** Extracted text follows **

> I hate being told what technology I can and can't use

Ever since the original GPT-2 "it's too powerful to release!" I've realized that whatever is the current state of open models represents what we really have access to.

It's shocking to me how many people on HN, who engage in long conversations about LLMs and AI, have never actually run a model on their own hardware.

All you need is a reasonably good macbook pro/studio or an RTX [3-5]090 and you can run useful models in the >= 30 tokens/second range (much higher if you choose the GPU path). The difference between what you can run on this hardware and what you can run on hardware that costs 2-5x is not that big. Don't be fooled by people on Twitter/X claiming you need some outrageous setup.

It's also increasingly clear that frontier models are nowhere near close to pushing the limits of efficiency. Quantization, MoE, and other techniques have dramatically improved even in the last year.

For work, of course use OpenAI/Anthropic models, but for anything personal, anyone who considers themselves a "real engineer" should be running local models, using open harnesses and seeing what they can accomplish with these.

Even if open releases slow down or even stop, we have the foundation, right now, for smart engineers to squeeze something quite useful out of. Hopefully we'll one day figure out how to train large models in a federated way. But either way: not your weights, not your inference.

lets be genuine here: those local models are no where near the capabilities of true modern llms like codex 5.5 and fable 5

but i also dont doubt in a few years time models with those benchmarks will be able to be run locally

still many many breakthroughs to be had

Personally I am fine with the SOTA from last year if I can run it on my hardware and who gets access to my data and history. I don’t really care that it could be marginally better using a model I cannot control on someone else’s server.

** End of Extracted text **

Aim of the exercise: Decide whether each statement agrees with the forum thread, and give yes or no along with the thread's deciding words quoted exactly: (a) Hardware costing 2-5x more lets you run far better models than a good macbook pro/studio or an RTX [3-5]090. (b) The thread advises using OpenAI/Anthropic models for work. (c) One reply expects models with those benchmarks to run locally within a few years.

** Record extracts follows **

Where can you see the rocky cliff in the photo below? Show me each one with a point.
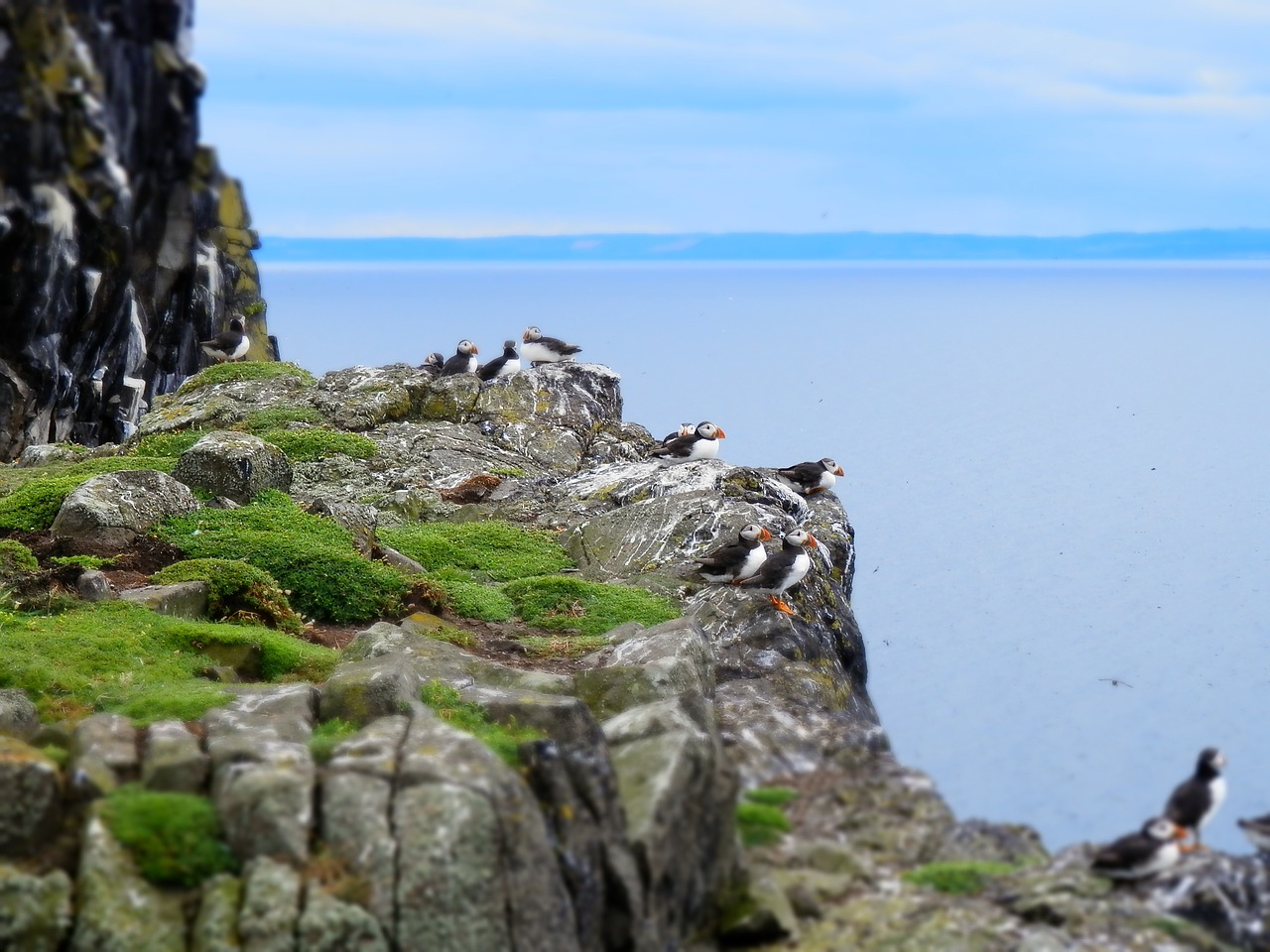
(716, 779)
(122, 243)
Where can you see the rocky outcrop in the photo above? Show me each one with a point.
(122, 241)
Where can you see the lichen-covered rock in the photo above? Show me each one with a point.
(31, 793)
(182, 599)
(104, 753)
(130, 500)
(476, 870)
(35, 910)
(214, 927)
(173, 760)
(271, 906)
(116, 909)
(263, 774)
(326, 924)
(234, 465)
(18, 717)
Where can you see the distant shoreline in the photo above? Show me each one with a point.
(1247, 245)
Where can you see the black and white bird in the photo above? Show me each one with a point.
(808, 479)
(1150, 851)
(735, 560)
(784, 570)
(685, 430)
(702, 443)
(502, 366)
(462, 362)
(1257, 830)
(539, 348)
(231, 344)
(1196, 800)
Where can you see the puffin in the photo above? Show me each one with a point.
(1257, 830)
(503, 366)
(702, 443)
(543, 349)
(1144, 853)
(462, 362)
(735, 560)
(685, 430)
(1196, 800)
(432, 363)
(231, 344)
(810, 479)
(784, 570)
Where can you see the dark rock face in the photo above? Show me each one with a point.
(122, 243)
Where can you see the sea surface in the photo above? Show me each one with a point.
(1058, 477)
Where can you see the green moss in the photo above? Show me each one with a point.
(314, 558)
(81, 561)
(236, 590)
(503, 739)
(589, 607)
(493, 549)
(37, 494)
(960, 879)
(16, 558)
(326, 737)
(761, 824)
(318, 443)
(122, 657)
(470, 599)
(176, 838)
(240, 371)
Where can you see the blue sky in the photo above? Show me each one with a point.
(500, 117)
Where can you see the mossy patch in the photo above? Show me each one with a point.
(959, 879)
(16, 558)
(241, 371)
(236, 590)
(761, 817)
(327, 735)
(35, 495)
(318, 442)
(503, 739)
(492, 549)
(588, 607)
(314, 558)
(126, 658)
(176, 838)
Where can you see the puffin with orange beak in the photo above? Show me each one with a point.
(702, 443)
(784, 570)
(737, 560)
(810, 479)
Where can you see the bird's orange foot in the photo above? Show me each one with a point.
(780, 604)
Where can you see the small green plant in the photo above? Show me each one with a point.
(588, 607)
(314, 558)
(318, 443)
(960, 879)
(490, 549)
(16, 558)
(503, 739)
(761, 817)
(176, 838)
(236, 590)
(326, 737)
(244, 370)
(80, 561)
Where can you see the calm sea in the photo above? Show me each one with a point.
(1058, 477)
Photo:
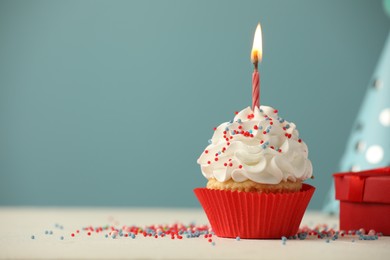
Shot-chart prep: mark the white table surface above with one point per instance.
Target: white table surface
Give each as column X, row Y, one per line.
column 17, row 225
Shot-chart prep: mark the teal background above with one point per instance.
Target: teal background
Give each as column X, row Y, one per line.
column 110, row 103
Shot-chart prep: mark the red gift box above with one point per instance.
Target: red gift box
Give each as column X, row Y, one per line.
column 364, row 199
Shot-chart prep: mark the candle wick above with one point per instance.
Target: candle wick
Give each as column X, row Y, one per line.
column 256, row 64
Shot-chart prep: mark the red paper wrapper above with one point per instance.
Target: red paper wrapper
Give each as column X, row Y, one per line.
column 252, row 214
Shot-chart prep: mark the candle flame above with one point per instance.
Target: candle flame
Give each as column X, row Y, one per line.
column 257, row 49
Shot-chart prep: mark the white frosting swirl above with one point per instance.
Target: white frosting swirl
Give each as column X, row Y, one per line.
column 259, row 146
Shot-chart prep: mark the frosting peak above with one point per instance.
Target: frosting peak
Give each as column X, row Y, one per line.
column 257, row 145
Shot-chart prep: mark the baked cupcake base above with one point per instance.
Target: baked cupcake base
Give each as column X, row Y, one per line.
column 252, row 214
column 251, row 186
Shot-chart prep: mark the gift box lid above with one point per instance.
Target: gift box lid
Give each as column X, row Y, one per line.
column 371, row 186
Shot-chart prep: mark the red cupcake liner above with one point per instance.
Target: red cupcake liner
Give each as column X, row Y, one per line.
column 253, row 214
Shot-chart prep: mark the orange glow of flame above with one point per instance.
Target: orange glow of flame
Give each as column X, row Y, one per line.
column 257, row 49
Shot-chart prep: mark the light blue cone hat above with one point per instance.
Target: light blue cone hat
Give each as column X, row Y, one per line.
column 368, row 146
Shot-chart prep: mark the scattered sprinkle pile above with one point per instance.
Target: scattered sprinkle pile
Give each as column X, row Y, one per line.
column 180, row 231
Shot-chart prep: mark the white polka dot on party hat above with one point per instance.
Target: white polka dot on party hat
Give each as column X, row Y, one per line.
column 374, row 154
column 360, row 146
column 384, row 117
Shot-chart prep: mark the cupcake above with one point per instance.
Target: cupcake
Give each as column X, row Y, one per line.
column 255, row 165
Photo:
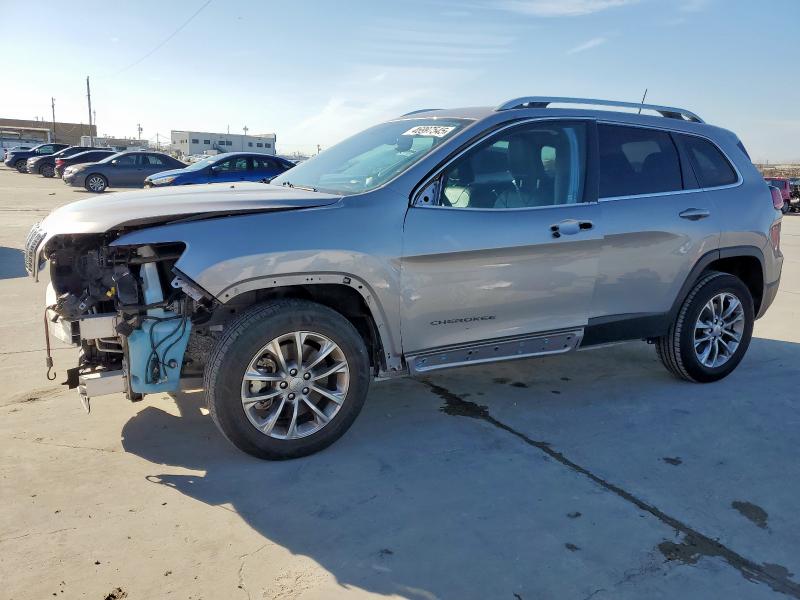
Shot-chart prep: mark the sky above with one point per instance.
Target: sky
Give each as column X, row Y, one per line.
column 314, row 72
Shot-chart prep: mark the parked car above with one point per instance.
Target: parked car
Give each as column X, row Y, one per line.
column 481, row 234
column 786, row 191
column 795, row 186
column 14, row 149
column 87, row 156
column 231, row 166
column 123, row 169
column 18, row 158
column 46, row 165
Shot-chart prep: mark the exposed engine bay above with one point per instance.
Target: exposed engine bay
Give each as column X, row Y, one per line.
column 130, row 311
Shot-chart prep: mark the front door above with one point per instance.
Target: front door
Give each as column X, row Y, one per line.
column 507, row 245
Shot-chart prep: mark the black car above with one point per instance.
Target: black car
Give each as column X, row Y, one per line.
column 46, row 165
column 123, row 169
column 62, row 162
column 19, row 158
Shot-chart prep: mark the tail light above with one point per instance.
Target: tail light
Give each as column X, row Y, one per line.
column 777, row 198
column 775, row 236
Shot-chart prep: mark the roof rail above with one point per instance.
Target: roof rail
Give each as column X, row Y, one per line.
column 544, row 101
column 414, row 112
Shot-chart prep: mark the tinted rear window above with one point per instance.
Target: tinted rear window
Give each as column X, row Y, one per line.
column 710, row 165
column 636, row 161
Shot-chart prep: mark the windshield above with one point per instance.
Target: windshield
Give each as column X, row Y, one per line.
column 202, row 164
column 372, row 157
column 109, row 158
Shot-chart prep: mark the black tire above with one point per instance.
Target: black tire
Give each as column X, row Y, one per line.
column 676, row 349
column 102, row 183
column 242, row 340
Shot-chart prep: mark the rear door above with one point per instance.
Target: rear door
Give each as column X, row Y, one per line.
column 152, row 164
column 265, row 167
column 507, row 244
column 657, row 220
column 234, row 168
column 125, row 170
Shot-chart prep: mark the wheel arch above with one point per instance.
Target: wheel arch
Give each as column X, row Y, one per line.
column 744, row 262
column 345, row 293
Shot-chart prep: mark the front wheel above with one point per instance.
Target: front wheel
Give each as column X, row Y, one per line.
column 287, row 379
column 96, row 183
column 712, row 331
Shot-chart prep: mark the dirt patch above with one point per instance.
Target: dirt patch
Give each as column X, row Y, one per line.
column 751, row 512
column 33, row 396
column 116, row 594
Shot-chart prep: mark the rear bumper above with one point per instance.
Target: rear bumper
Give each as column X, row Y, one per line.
column 770, row 291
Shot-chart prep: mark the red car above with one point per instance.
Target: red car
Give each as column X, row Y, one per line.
column 785, row 189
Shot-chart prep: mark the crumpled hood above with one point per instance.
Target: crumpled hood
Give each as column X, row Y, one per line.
column 107, row 212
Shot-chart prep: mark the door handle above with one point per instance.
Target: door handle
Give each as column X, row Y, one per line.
column 569, row 227
column 694, row 214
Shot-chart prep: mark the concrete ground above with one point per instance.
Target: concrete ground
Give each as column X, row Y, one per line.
column 593, row 475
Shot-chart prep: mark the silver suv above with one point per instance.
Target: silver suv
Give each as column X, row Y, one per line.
column 438, row 239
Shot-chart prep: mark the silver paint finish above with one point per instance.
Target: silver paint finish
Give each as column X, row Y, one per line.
column 415, row 266
column 500, row 263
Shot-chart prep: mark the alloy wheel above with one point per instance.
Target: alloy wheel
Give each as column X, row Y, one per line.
column 718, row 330
column 96, row 183
column 295, row 385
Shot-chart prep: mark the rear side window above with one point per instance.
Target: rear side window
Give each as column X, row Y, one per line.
column 636, row 161
column 710, row 165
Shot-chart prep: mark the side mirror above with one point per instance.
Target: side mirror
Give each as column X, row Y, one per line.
column 429, row 195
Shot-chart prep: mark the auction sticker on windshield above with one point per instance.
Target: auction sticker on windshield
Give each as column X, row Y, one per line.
column 430, row 130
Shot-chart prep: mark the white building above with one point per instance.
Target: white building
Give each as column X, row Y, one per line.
column 203, row 142
column 118, row 144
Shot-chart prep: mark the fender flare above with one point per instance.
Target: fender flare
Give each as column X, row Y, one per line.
column 392, row 351
column 702, row 264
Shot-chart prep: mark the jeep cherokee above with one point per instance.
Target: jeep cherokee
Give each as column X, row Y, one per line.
column 440, row 238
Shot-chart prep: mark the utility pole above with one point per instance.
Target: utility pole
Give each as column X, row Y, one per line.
column 89, row 98
column 53, row 107
column 643, row 98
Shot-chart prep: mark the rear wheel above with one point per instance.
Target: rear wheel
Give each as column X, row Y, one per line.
column 287, row 379
column 96, row 183
column 712, row 331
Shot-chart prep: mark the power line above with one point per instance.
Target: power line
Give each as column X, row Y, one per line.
column 168, row 38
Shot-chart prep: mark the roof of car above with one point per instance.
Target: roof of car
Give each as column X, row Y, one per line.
column 602, row 110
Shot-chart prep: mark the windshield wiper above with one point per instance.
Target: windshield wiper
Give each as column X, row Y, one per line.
column 307, row 188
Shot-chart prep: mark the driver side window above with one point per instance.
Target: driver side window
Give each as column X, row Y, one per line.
column 538, row 165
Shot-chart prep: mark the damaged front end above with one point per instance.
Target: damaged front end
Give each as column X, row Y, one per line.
column 127, row 308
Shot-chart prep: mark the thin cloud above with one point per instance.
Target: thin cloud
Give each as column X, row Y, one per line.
column 563, row 8
column 694, row 5
column 587, row 45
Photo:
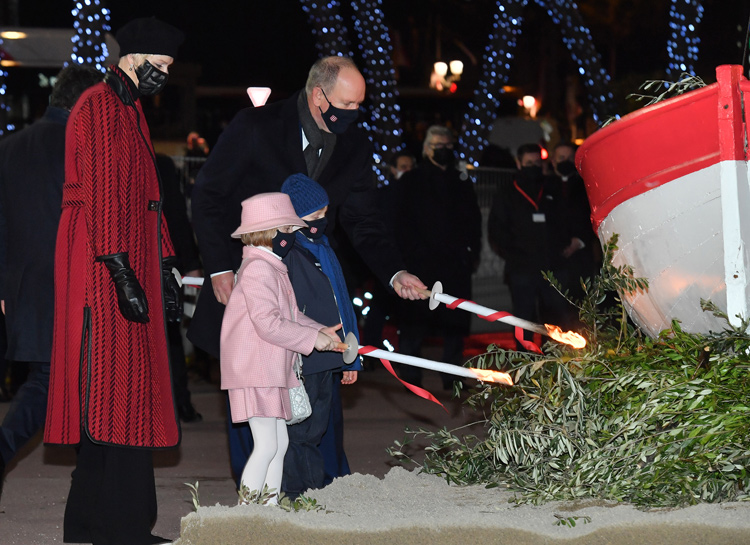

** End of Record extracts **

Solution:
(a) No: "The difference between what you can run on this hardware and what you can run on hardware that costs 2-5x is not that big."
(b) Yes: "For work, of course use OpenAI/Anthropic models"
(c) Yes: "but i also dont doubt in a few years time models with those benchmarks will be able to be run locally"